**About this task:**
Exactly and without additions, transcribe the line that contains "of the fingernail" and every line after it in the data.

[Point localization data]
· · ·
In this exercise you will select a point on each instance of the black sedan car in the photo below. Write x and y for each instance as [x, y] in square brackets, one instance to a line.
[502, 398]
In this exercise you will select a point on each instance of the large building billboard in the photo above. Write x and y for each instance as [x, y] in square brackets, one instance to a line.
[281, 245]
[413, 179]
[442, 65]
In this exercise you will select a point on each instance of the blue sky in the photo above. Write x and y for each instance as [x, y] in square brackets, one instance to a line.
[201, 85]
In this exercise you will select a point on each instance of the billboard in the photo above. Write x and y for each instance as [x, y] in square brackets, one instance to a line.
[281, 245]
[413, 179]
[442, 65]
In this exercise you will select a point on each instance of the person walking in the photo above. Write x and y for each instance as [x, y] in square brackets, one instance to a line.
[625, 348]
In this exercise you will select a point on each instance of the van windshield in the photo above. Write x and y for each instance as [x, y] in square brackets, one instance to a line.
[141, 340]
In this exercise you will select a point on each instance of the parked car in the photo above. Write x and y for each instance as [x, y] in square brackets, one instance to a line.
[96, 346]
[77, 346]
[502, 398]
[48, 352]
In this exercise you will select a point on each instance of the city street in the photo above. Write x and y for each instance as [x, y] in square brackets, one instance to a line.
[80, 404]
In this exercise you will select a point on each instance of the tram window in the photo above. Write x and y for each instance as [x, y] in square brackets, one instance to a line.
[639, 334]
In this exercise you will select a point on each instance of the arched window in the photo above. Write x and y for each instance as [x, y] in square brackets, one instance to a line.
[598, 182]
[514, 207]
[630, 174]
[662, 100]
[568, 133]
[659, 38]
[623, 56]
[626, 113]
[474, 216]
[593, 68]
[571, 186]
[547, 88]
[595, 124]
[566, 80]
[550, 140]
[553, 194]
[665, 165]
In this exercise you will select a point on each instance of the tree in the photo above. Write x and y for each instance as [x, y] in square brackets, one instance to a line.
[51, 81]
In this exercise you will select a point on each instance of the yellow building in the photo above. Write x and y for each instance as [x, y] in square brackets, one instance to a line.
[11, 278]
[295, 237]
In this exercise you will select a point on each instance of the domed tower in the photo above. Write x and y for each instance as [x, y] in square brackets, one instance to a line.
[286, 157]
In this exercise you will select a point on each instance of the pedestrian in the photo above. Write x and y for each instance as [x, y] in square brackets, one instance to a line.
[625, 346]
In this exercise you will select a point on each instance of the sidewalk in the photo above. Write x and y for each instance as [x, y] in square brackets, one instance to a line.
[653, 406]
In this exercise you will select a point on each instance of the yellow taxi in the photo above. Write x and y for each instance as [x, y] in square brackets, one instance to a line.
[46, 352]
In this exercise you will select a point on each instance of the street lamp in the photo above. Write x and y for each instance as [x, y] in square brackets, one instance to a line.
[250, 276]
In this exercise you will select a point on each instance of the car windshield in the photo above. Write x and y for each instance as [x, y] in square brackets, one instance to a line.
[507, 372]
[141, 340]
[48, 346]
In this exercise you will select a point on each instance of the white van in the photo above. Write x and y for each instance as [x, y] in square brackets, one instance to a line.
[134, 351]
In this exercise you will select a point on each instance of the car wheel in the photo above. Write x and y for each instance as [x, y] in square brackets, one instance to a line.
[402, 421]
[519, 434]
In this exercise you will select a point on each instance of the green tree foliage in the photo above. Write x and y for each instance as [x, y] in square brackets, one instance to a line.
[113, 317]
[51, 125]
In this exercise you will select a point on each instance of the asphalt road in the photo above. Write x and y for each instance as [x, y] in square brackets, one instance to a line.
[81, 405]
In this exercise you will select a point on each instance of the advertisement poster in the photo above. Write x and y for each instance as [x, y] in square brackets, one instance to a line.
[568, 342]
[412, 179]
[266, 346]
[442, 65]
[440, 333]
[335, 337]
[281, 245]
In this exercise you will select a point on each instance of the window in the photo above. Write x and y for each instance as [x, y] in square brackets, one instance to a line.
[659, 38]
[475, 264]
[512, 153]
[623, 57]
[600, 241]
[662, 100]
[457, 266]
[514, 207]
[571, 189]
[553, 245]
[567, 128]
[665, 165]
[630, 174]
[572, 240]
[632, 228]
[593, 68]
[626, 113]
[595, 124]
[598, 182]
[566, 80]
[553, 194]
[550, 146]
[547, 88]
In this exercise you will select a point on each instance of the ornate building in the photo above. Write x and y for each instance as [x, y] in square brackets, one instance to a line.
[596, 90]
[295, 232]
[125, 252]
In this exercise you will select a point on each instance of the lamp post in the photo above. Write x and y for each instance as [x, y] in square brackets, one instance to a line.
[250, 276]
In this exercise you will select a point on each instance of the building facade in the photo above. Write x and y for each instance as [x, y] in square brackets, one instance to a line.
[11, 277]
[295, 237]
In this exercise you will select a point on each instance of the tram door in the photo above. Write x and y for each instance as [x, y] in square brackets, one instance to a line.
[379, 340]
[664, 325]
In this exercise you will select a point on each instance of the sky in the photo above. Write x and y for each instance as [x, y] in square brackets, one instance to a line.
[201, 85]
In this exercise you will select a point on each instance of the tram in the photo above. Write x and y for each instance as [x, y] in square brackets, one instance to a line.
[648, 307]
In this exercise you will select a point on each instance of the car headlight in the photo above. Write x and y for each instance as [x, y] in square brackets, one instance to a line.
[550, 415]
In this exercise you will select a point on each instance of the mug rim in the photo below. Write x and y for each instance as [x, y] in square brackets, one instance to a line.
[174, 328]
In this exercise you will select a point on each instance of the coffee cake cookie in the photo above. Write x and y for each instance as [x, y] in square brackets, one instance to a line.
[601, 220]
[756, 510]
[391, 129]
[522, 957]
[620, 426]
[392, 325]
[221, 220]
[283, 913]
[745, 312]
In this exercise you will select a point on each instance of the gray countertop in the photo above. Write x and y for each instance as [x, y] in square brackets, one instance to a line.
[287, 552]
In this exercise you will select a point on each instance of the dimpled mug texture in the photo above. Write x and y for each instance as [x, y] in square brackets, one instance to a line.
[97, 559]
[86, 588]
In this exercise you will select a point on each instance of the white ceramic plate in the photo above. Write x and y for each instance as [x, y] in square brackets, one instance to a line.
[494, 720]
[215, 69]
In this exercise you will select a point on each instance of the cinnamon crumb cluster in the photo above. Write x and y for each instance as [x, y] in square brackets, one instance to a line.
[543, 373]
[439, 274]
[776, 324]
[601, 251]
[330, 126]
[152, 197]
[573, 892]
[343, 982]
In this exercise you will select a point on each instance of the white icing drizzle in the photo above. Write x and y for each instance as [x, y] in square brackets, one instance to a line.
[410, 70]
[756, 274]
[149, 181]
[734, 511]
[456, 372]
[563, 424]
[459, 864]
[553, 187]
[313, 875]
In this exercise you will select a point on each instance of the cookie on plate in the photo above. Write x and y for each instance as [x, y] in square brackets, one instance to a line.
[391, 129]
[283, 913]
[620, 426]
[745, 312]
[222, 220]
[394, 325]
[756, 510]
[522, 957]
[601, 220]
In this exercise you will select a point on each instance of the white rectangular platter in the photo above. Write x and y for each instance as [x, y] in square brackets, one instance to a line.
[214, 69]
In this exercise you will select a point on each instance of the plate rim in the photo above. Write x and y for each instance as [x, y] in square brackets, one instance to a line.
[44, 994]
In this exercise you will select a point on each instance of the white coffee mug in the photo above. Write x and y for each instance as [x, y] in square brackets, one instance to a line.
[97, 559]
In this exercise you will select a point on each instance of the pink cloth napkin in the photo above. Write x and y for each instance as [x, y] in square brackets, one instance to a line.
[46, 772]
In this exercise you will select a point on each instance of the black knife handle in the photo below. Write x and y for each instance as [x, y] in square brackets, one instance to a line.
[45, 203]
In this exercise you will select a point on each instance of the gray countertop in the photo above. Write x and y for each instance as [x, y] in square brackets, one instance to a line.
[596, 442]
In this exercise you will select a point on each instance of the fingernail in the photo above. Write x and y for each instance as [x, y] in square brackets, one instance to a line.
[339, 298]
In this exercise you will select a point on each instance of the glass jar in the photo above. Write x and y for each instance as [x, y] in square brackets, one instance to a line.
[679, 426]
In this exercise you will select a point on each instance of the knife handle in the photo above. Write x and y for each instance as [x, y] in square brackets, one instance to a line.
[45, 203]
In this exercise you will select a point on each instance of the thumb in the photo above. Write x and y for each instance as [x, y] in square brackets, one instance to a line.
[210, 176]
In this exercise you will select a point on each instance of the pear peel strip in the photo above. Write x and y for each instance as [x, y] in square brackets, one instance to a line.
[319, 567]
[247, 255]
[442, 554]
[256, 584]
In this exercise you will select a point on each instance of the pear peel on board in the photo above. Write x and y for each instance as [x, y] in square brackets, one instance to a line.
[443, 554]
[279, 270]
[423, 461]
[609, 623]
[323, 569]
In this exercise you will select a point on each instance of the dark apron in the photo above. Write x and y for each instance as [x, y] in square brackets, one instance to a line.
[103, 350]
· · ·
**Task solution:**
In this exercise you will select a point on each instance of the fingernail in the photo above. Write x and y for each instance as [x, y] in square brackets, one instance to a line.
[339, 298]
In this exercise you will select a point on each instance of the glass jar in the photo above. Write x and y for each instance as [x, y] in square brackets, one instance to a line.
[679, 426]
In this exercise you will select a point on each instance of the knife handle in the photo above. Write x and y for each instance as [x, y] in square brackets, one instance to a line.
[45, 203]
In this exercise you will select a point on each instance of the thumb in the photo above. Write x and y for each instance as [x, y] in square brackets, one instance to a line.
[210, 176]
In this exercise you will select a point on each instance of the pear peel strip in the photo above. Write x and y for each instance as [x, y] in square brackets, one instance to a line.
[319, 567]
[247, 255]
[442, 554]
[256, 584]
In this exercise you will select a point on each instance of the pear peel on board in the photo above. Write x and y for each instance as [x, y] in square brackets, one instance to a line.
[443, 554]
[279, 270]
[423, 461]
[609, 623]
[323, 569]
In this exercise you will select a point on each instance of the dark apron in the photo above. Write x and y for each instance as [x, y] in square brackets, one instance to a line.
[103, 350]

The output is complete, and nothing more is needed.